# What you need to do
What is needed is an exact copy of the data below, pictures excluded.

# Excerpted records
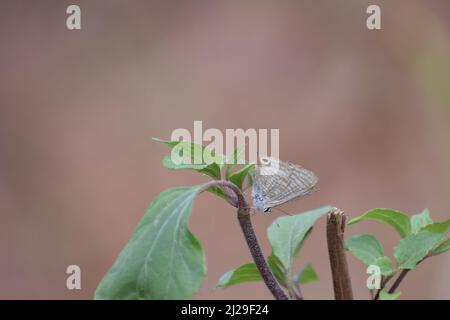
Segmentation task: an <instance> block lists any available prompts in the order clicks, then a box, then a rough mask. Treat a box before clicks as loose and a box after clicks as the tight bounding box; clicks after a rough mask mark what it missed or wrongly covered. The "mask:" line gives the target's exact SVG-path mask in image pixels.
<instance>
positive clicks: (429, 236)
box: [394, 231, 444, 269]
mask: <svg viewBox="0 0 450 320" xmlns="http://www.w3.org/2000/svg"><path fill="white" fill-rule="evenodd" d="M443 237H444V234H442V233H434V232H427V231H421V232H419V233H417V234H410V235H409V236H407V237H406V238H404V239H402V240H400V242H399V243H398V244H397V246H395V248H394V256H395V259H397V265H398V268H400V269H414V268H415V267H416V265H417V263H418V262H419V261H421V260H422V259H423V258H425V257H426V256H427V254H428V253H429V252H430V251H431V250H432V249H433V248H434V247H435V246H436V245H437V244H438V243H439V242H440V241H441V240H442V239H443Z"/></svg>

# Written response
Segmentation task: an <instance> block lists any available prompts in the order clicks, then a box, then a rough mask. Treat a box before clicks as loose and a box after clicks as the tight bounding box; clicks after a rough mask mark what it missed or wrongly covered. The "mask:" line gives the target's exact SVG-path mask in image pixels.
<instance>
positive clicks: (429, 236)
box: [394, 231, 444, 269]
mask: <svg viewBox="0 0 450 320" xmlns="http://www.w3.org/2000/svg"><path fill="white" fill-rule="evenodd" d="M443 237H444V234H442V233H434V232H427V231H421V232H419V233H417V234H410V235H409V236H407V237H406V238H404V239H402V240H400V242H399V243H398V244H397V246H395V248H394V256H395V259H397V265H398V268H400V269H414V268H415V267H416V265H417V263H418V262H419V261H421V260H422V259H423V258H425V257H426V256H427V254H428V253H429V252H430V251H431V250H432V249H433V248H434V247H435V246H436V245H437V244H438V243H439V242H440V241H441V240H442V239H443Z"/></svg>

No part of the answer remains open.